Questo articolo di repubblica.it e una discussione promossa da Dino Amenduni mi hanno spinto a commentare la campagna Kill Yourself at Home.

Tranquilli: non vedrete questi manifesti nella metro di Londra. È una campagna immaginaria realizzata dall'agenzia Elvis Communications e se ne parla perché ha vinto il premio principale (The Big Chip) dei Chip Shop Awards 2012.

Di che premio parliamo?
"The Chip Shop Awards is about fostering and recognising creativity with no boundaries and no rules. It's an international creative awards, open to anyone with great ideas."

Un giocoso esercizio di stile. Una di quelle maglie larghe dove la creatività può esprimersi senza pensare troppo alle timeline, al budget e a convincere i clienti. Sono meravigliosi quando parlano della loro premiazione: It's not black tie, nor is it sitting round a table at a formal do, it's a party, a celebration and a chance to get together with some great creative people.

La campagna è dissacrante ed elegante al tempo stesso: lo sfondo bianco piatto e il testo all caps richiama un po' il codice visivo del white album, molto British, così come la metonimia, l'assenza di contesto, allude alla morte con uno humor macabro molto UK. Il copy è in linea con l'intento provocatorio: "end with a crackle not a splat!" o "why jump when it's easier to swallow?" sono gemme.

Penso al doppio senso Crack is wack di Keith Haring e alla sua rappresentazione delle persone marchiate dalla X dell'AIDS.

Quello che mi viene da pensare è: perché tante persone ne parlano oggi? Tutti coloro che commentano sui social network questa campagna sono interessati all'advertising creativo?

Credo di no.
Astraendo dal caso specifico, questa notizia riporta a galla una domanda che gira da più di un secolo: comunicare è provocare?

Provocare è un verbo a due facce: composto di pro, "avanti" +vocare, "chiamare", propriamente "chiamare avanti, fuori" (wikidictionary). Questa tensione è stata il filo conduttore delle avanguardie artistiche del '900 e persone come Barthes hanno dedicato una vita a questa busy intersection.

Marcel Duchamp

La fontana di Duchamp è del 1917. Cento anni dopo può essere ancora considerata un'opera provocatoria. 50 anni prima di Duchamp fu Courbet a destare scalpore con la sua Origin du Monde, oggi considerata una delle opere di spicco del Musee D'Orsay.

Qualcuno derubrica la questione della provocatorietà dell'opera d'arte a una vicenda squisitamente moderna o contemporanea. Ma non è così: che impatto avrà avuto nel '400 la rappresentazione prospettica di Paolo Uccello? Che avranno detto i Cardinali e altri prelati vedendo il volto di Maddalena Antognetti, una cortigiana, usato da Caravaggio per rappresentare la Madonna dei Pellegrini?

Righe di dati —
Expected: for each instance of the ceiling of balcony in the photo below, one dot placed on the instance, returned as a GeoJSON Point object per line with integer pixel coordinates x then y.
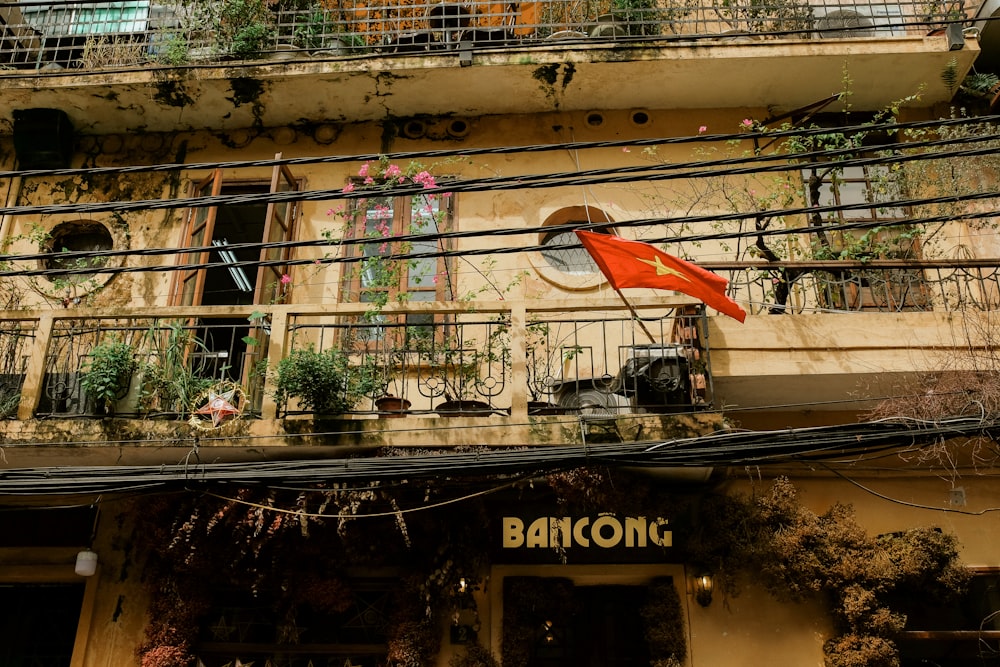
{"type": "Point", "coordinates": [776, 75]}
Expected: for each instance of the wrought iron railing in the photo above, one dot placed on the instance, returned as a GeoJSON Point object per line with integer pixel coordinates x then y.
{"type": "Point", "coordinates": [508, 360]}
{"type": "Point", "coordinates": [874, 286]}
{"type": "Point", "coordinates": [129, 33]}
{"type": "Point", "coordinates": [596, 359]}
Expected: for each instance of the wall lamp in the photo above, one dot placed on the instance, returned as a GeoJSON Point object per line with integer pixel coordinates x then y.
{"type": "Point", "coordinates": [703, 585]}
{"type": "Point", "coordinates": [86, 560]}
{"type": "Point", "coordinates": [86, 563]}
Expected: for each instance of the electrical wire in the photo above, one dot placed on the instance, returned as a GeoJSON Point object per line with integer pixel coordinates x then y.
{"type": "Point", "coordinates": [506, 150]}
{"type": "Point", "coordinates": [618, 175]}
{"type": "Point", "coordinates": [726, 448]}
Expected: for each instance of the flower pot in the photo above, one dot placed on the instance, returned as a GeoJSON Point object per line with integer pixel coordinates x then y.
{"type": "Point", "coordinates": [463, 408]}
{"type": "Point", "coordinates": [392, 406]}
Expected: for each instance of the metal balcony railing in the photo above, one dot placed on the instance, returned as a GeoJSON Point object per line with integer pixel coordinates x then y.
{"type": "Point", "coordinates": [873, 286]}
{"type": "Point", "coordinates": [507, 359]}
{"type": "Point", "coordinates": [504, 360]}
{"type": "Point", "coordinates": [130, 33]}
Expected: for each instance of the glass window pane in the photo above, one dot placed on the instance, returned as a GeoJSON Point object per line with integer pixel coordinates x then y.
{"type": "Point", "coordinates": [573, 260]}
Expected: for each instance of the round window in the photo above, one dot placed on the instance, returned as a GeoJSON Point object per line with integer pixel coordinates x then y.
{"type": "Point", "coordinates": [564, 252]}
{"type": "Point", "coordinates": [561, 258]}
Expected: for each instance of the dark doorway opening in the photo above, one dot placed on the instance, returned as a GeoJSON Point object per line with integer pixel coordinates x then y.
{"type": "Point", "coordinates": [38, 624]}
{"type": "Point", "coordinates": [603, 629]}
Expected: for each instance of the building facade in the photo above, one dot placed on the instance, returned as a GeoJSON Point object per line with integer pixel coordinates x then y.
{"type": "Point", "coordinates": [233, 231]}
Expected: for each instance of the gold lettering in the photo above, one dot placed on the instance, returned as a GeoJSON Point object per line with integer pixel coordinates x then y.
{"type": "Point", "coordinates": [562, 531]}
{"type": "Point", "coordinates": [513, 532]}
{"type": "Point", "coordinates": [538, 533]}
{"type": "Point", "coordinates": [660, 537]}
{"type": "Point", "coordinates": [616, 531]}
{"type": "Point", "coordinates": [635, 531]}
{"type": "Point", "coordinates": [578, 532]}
...
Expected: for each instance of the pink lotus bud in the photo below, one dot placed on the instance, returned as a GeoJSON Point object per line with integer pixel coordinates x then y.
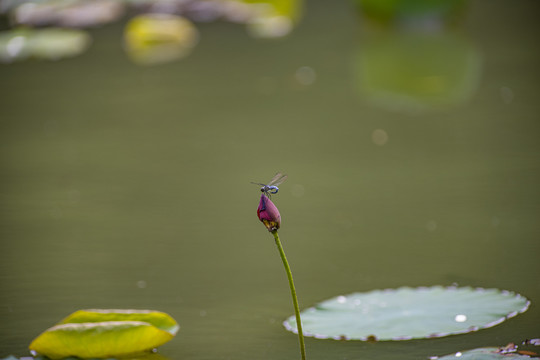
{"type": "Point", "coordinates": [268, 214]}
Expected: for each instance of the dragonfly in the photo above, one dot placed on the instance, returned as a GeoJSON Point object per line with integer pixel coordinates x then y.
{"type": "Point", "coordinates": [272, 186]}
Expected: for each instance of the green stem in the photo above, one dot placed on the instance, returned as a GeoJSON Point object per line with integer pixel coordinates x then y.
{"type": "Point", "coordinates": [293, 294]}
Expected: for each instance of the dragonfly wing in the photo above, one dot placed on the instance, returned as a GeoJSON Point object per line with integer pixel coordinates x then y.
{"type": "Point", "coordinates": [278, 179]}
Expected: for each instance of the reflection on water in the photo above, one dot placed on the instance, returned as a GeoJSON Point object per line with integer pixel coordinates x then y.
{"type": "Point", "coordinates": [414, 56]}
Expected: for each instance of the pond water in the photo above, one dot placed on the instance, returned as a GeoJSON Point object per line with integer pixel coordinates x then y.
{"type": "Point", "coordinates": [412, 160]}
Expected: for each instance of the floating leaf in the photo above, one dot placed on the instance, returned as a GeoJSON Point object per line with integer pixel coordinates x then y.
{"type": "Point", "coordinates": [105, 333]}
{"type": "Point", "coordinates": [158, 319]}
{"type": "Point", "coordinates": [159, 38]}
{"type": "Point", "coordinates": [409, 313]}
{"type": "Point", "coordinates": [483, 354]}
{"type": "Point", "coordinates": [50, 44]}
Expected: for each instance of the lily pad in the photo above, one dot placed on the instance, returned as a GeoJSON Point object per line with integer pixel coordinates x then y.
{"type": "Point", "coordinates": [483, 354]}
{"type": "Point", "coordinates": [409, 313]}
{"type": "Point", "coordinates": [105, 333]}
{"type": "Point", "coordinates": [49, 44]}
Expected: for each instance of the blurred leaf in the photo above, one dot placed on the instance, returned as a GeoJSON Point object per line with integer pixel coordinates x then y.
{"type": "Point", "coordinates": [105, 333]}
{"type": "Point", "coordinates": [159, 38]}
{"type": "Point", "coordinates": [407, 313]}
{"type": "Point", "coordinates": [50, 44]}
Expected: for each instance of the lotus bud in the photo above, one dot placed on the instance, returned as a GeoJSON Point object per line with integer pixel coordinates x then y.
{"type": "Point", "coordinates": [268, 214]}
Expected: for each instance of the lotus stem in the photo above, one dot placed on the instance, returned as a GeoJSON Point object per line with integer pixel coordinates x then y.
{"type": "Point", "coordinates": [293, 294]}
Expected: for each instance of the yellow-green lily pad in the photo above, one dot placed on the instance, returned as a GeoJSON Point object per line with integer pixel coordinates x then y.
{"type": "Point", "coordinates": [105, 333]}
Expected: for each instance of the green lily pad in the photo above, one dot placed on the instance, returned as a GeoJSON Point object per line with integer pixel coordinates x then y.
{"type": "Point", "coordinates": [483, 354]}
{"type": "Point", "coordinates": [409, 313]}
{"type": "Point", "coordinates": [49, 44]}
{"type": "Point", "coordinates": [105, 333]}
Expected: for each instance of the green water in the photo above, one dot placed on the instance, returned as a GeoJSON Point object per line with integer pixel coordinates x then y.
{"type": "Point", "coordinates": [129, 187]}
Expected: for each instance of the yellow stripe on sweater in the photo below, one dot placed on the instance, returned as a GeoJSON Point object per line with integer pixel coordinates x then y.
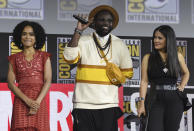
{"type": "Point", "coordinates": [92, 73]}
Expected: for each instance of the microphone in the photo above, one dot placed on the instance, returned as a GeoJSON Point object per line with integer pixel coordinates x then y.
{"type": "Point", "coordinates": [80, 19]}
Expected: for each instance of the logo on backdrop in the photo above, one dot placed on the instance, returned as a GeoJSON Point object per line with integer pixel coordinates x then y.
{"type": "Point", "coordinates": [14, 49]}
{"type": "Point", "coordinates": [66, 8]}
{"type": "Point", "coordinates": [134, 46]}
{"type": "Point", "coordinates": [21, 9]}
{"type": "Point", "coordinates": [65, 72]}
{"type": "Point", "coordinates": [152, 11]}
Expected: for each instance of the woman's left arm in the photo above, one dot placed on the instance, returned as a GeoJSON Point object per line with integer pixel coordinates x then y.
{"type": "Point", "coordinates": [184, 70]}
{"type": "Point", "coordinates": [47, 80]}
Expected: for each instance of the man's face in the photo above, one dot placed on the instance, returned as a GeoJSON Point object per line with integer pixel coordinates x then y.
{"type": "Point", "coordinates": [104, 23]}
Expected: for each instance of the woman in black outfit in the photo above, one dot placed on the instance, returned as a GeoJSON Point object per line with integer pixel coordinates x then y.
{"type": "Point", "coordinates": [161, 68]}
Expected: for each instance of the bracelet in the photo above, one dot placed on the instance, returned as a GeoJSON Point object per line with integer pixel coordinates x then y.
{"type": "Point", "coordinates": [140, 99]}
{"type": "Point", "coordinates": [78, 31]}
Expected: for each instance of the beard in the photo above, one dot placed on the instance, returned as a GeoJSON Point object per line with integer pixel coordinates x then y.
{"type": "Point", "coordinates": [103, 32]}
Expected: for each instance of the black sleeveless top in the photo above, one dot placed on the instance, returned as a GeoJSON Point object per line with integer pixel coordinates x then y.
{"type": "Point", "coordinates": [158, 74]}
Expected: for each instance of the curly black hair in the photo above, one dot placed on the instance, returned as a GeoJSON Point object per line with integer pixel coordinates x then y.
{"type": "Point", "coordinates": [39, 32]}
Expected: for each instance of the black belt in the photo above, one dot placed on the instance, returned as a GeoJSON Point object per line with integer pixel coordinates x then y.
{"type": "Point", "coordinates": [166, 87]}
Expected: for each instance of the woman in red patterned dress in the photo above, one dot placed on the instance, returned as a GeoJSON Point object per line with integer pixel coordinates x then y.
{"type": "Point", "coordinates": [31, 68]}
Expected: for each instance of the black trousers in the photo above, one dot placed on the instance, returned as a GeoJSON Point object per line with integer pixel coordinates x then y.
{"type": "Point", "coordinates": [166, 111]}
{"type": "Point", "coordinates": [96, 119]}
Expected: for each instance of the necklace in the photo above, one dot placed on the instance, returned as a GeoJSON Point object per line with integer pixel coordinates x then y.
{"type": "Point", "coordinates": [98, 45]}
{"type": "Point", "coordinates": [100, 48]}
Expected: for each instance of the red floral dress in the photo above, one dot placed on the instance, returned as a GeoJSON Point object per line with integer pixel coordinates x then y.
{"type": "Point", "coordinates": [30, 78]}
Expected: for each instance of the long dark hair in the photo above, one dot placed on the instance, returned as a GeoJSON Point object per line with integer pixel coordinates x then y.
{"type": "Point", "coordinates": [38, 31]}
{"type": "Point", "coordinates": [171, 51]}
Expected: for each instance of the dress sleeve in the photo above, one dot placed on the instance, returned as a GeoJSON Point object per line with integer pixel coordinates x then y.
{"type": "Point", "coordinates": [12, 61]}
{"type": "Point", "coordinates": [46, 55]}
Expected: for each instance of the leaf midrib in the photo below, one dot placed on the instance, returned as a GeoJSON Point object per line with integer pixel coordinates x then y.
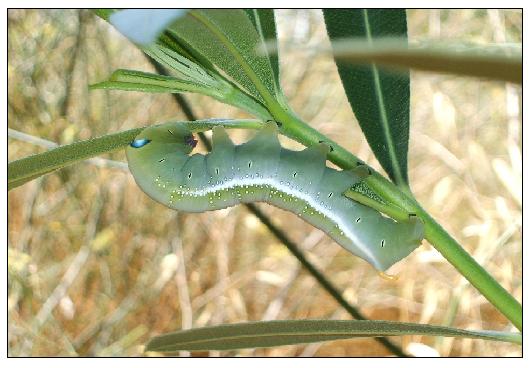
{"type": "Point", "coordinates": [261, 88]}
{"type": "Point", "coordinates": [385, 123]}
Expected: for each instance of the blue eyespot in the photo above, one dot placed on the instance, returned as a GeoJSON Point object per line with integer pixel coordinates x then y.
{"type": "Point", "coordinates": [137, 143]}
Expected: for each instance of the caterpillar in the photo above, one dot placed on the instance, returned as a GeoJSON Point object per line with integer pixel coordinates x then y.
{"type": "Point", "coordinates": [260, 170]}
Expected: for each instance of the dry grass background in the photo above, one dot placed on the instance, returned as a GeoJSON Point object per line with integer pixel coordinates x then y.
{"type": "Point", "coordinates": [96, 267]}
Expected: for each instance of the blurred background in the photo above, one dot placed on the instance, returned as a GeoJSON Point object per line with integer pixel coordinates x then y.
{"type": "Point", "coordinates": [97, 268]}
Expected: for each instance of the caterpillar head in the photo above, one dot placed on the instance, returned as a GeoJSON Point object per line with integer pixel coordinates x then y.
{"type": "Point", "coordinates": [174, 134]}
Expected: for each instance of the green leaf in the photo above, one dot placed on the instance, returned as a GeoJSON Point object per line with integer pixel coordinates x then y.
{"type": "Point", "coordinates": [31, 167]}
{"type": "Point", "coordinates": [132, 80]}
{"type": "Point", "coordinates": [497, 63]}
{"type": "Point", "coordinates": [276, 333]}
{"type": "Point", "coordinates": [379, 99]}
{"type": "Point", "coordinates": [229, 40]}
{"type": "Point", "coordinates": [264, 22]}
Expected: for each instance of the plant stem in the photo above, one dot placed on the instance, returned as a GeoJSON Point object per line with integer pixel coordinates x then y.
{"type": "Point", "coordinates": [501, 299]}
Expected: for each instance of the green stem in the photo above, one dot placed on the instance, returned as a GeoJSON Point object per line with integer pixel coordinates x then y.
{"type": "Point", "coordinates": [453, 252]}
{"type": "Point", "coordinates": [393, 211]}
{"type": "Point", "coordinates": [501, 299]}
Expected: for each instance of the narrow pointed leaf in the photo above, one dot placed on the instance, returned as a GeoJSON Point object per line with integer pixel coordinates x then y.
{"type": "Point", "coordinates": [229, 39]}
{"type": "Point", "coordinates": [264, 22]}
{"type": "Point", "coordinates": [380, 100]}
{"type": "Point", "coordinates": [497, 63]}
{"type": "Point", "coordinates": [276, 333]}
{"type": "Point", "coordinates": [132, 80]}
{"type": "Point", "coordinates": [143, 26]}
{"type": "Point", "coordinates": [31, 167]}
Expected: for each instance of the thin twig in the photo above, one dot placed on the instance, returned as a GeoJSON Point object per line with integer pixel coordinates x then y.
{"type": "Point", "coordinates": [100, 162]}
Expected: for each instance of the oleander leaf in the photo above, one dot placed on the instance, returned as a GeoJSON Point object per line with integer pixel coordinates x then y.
==
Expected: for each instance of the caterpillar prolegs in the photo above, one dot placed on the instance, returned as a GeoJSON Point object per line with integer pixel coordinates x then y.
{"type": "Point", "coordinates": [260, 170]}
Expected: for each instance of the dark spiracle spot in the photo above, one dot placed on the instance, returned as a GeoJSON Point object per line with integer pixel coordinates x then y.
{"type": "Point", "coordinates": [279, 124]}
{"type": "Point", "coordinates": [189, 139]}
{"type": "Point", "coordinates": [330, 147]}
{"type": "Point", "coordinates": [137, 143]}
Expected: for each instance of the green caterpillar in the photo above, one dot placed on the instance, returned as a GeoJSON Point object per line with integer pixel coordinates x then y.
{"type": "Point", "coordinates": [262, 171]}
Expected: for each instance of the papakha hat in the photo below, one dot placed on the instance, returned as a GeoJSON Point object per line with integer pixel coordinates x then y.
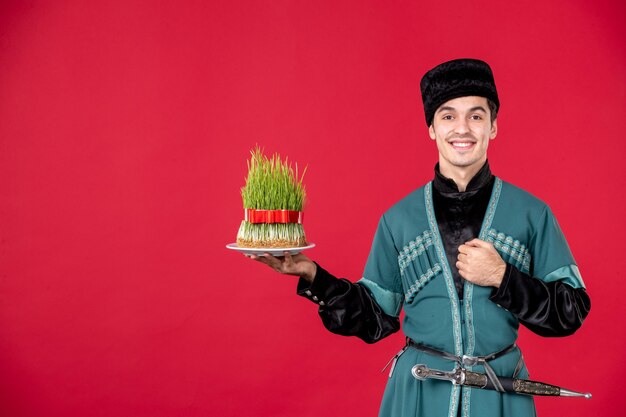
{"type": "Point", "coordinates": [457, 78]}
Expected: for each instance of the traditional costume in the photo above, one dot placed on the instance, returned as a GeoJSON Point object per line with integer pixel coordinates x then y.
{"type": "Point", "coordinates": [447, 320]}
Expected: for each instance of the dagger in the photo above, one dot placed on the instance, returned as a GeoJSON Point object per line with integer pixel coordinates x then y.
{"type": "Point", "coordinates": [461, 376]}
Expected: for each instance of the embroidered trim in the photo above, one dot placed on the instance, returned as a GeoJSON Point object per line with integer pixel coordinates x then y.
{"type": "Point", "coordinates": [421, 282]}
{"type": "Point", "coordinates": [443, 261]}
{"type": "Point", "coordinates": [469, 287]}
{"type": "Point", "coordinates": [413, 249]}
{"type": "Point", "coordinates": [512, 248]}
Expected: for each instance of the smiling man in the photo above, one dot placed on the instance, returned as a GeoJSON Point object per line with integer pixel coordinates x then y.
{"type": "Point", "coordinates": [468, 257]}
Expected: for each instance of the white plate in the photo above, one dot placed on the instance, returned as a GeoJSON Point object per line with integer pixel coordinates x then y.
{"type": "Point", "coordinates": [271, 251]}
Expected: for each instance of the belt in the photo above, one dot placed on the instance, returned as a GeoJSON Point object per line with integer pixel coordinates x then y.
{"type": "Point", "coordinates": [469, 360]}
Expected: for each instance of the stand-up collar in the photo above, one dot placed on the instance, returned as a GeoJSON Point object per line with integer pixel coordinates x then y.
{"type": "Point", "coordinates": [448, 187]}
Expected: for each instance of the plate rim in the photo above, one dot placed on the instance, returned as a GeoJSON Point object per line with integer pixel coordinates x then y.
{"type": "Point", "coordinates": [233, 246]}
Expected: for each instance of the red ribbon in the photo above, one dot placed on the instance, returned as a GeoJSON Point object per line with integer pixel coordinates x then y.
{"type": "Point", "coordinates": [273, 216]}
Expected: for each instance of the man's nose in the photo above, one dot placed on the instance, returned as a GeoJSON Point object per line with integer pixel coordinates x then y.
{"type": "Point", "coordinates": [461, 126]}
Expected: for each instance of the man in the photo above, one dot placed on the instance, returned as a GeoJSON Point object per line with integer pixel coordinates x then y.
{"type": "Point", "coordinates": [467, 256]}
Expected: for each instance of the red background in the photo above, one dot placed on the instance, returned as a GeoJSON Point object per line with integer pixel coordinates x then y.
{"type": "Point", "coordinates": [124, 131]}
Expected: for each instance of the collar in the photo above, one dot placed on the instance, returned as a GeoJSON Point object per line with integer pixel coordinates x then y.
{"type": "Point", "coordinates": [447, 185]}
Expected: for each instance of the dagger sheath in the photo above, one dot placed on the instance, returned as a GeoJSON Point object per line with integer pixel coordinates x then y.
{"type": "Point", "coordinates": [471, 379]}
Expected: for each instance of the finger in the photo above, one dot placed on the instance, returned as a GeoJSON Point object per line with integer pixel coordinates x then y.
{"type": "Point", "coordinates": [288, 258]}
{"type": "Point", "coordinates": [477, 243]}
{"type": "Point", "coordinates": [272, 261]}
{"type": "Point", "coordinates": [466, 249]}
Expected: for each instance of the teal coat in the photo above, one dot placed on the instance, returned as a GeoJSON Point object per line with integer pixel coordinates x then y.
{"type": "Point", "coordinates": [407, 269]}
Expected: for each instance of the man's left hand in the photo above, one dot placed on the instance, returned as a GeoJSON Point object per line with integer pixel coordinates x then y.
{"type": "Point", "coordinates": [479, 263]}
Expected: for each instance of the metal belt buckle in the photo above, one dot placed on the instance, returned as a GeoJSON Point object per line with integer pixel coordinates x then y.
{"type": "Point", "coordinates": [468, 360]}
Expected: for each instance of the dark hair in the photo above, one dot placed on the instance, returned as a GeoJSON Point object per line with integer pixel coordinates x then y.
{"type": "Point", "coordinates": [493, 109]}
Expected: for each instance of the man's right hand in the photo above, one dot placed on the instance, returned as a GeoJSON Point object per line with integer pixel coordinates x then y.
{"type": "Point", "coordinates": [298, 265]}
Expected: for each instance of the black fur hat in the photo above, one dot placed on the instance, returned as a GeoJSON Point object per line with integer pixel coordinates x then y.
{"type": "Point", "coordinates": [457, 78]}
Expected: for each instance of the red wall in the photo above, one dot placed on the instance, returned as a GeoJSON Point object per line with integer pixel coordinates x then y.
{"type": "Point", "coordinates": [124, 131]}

Consegna —
Stampa senza alcuna modifica il tratto del brano sulla campagna Kill Yourself at Home che si apre con le parole contenenti "Quello che mi" e termina con "questa busy intersection.".

Risposta scritta —
Quello che mi viene da pensare è: perché tante persone ne parlano oggi? Tutti coloro che commentano sui social network questa campagna sono interessati all'advertising creativo?

Credo di no.
Astraendo dal caso specifico, questa notizia riporta a galla una domanda che gira da più di un secolo: comunicare è provocare?

Provocare è un verbo a due facce: composto di pro, "avanti" +vocare, "chiamare", propriamente "chiamare avanti, fuori" (wikidictionary). Questa tensione è stata il filo conduttore delle avanguardie artistiche del '900 e persone come Barthes hanno dedicato una vita a questa busy intersection.